[MATERIAL TO PROCESS]

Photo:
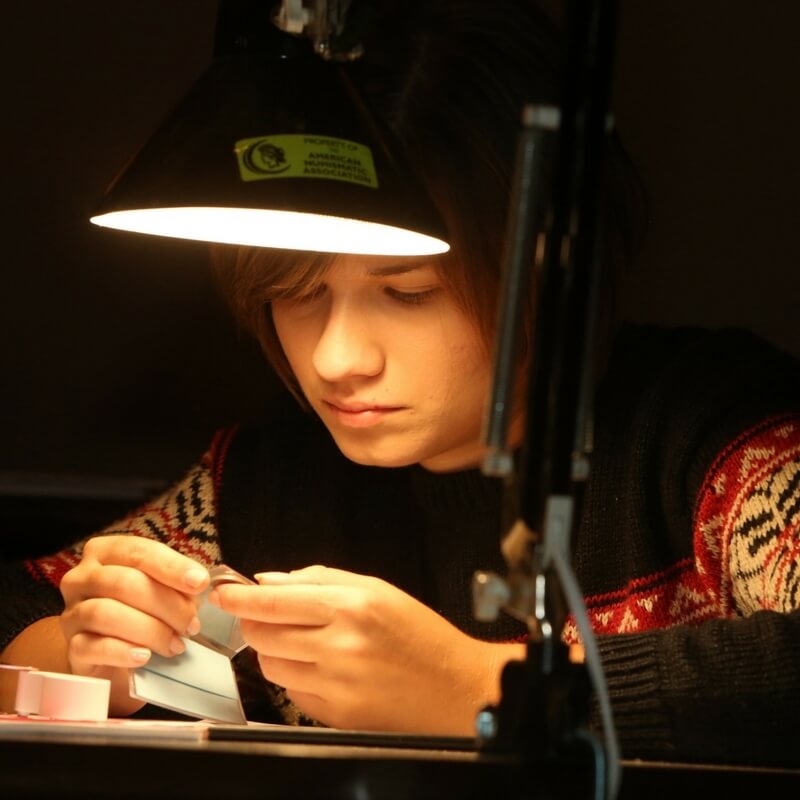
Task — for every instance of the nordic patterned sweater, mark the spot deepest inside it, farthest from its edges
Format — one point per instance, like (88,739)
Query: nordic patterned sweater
(688,549)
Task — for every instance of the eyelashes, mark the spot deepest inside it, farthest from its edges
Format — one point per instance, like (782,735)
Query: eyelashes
(410,298)
(405,298)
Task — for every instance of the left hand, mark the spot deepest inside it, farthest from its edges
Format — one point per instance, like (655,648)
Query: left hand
(356,652)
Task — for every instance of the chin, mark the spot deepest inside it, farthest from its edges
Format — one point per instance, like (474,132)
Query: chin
(377,456)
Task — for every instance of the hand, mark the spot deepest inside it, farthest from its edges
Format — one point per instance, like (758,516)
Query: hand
(356,652)
(128,597)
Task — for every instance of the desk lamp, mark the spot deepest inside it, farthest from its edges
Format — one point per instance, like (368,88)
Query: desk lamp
(273,147)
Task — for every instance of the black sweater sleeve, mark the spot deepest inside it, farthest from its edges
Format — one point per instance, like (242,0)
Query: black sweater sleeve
(722,690)
(726,691)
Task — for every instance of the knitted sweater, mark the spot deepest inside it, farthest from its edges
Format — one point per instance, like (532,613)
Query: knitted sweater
(688,549)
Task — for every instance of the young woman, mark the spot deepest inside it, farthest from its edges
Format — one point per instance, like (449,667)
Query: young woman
(362,509)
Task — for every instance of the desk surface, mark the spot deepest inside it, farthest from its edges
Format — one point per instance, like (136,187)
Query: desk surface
(100,766)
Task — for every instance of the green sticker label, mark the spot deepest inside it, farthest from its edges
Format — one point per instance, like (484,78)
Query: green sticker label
(305,156)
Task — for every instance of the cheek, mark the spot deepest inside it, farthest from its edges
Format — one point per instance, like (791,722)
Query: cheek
(292,335)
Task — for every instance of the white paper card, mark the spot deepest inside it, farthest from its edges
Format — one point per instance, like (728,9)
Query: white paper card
(200,683)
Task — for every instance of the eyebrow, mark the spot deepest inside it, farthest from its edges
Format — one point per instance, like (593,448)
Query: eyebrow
(394,269)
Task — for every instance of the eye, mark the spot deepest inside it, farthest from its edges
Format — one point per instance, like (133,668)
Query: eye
(302,295)
(410,298)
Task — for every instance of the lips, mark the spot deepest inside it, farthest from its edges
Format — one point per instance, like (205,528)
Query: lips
(359,415)
(358,408)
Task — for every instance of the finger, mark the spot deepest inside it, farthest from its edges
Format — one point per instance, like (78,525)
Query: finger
(154,558)
(316,574)
(295,676)
(294,642)
(135,589)
(87,651)
(286,605)
(110,618)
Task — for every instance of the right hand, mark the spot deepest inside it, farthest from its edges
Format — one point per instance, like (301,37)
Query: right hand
(128,598)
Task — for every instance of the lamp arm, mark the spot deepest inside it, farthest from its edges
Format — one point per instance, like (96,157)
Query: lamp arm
(545,700)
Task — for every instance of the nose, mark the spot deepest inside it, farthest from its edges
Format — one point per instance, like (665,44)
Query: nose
(348,347)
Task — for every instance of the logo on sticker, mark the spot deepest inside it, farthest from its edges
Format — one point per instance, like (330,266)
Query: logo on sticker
(305,156)
(266,158)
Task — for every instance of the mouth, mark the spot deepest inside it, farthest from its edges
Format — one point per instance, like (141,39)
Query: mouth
(360,415)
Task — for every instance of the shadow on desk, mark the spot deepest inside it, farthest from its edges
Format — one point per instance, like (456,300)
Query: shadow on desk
(103,767)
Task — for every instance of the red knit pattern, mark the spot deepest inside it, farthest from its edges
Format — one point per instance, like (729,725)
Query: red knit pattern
(697,589)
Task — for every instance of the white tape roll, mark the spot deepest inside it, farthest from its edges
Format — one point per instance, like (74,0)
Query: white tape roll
(60,696)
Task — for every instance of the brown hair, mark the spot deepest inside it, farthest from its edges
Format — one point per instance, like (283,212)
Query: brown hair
(449,81)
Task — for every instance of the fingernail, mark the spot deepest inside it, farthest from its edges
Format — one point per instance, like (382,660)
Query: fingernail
(140,654)
(193,628)
(195,577)
(272,577)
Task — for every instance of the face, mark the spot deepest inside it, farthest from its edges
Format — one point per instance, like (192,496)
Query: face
(396,371)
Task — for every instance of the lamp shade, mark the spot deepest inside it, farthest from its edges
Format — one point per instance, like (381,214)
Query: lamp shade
(275,148)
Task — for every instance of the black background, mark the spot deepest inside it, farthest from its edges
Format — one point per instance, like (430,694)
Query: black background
(118,359)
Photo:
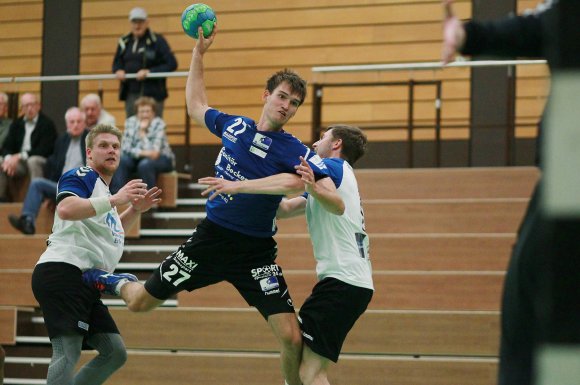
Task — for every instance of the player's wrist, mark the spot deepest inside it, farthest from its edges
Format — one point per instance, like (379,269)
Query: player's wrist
(101,205)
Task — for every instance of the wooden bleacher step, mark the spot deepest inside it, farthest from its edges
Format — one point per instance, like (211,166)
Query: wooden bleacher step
(146,367)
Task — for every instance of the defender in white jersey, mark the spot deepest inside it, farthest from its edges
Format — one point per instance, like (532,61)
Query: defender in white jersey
(88,232)
(341,245)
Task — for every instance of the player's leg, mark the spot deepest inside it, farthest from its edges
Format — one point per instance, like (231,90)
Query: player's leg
(66,303)
(261,282)
(287,332)
(66,351)
(326,318)
(112,356)
(138,298)
(185,269)
(313,369)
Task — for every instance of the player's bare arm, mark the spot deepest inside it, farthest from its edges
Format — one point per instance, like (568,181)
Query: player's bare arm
(195,95)
(322,190)
(291,207)
(74,208)
(279,184)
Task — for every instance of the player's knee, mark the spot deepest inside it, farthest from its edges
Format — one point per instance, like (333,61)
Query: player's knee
(312,375)
(118,357)
(291,338)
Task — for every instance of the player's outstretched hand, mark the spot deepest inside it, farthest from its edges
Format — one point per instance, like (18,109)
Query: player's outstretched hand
(306,174)
(132,190)
(453,33)
(203,43)
(218,186)
(145,202)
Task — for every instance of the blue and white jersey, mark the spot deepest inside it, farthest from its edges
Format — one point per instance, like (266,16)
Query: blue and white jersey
(251,154)
(95,242)
(340,242)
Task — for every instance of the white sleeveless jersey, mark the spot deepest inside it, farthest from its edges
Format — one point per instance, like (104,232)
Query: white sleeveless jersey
(95,242)
(341,245)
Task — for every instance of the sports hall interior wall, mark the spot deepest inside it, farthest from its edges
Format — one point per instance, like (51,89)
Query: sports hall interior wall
(258,37)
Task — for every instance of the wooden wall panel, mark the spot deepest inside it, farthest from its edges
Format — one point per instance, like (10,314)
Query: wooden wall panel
(258,37)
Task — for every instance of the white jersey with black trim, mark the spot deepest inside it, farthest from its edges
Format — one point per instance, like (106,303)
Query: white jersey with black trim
(341,245)
(95,242)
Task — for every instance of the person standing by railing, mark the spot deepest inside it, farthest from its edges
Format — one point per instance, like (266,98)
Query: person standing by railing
(540,305)
(142,51)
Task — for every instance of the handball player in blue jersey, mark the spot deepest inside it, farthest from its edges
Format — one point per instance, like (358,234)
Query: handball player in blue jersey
(235,242)
(340,242)
(88,232)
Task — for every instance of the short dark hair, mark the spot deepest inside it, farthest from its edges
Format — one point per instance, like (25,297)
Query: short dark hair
(297,84)
(145,101)
(102,129)
(354,141)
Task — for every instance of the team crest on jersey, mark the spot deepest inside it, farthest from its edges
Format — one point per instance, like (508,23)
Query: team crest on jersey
(82,171)
(233,130)
(118,233)
(262,141)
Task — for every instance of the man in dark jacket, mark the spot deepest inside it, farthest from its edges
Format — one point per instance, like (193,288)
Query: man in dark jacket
(29,142)
(140,52)
(69,153)
(541,299)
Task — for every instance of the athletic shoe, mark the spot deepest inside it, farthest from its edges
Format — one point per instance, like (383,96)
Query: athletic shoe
(108,283)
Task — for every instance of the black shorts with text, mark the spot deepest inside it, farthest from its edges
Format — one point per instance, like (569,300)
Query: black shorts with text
(214,254)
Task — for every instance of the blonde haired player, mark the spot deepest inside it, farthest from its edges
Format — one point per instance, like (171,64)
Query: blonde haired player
(88,232)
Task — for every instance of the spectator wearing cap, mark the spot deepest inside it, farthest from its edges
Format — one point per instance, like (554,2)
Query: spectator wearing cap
(94,111)
(140,52)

[ACTION ITEM]
In the listing above, locate the line with "Query: young woman" and the line with "Format — one point per instance, like (728,9)", then extract exactly those lines and every line between them, and nothing more.

[SOLUTION]
Query: young woman
(362,509)
Task — for every instance of the desk surface, mark the spot deepest inside it, farthest from its edges
Format — one point per instance, like (136,187)
Query: desk surface
(100,766)
Task — for every instance of the green sticker label, mark the spot deepest inside it, farthest from its edges
Format — one point per instance, like (484,78)
Query: green sticker label
(305,156)
Task — for every instance of the cheek, mark the spot deepest inside it, farthest from its edges
Format — one point per instance, like (791,722)
Query: cheek
(292,335)
Task — for every instance of the white paper card, mark the spot deepest inside it, farthest from its edges
Format — one point per instance, like (728,9)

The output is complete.